▶ **What is required**:
Set down the records once more, please, exactly and with the pictures left out.

▶ **Data records**:
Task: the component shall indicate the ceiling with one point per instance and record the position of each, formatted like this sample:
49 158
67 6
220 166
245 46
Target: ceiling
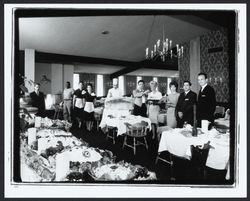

▶ **Result below**:
Task: the component shall indicate the ceiling with one point per instance and record the position of each, formatted like this sample:
49 158
67 6
220 166
245 46
Target: ceiling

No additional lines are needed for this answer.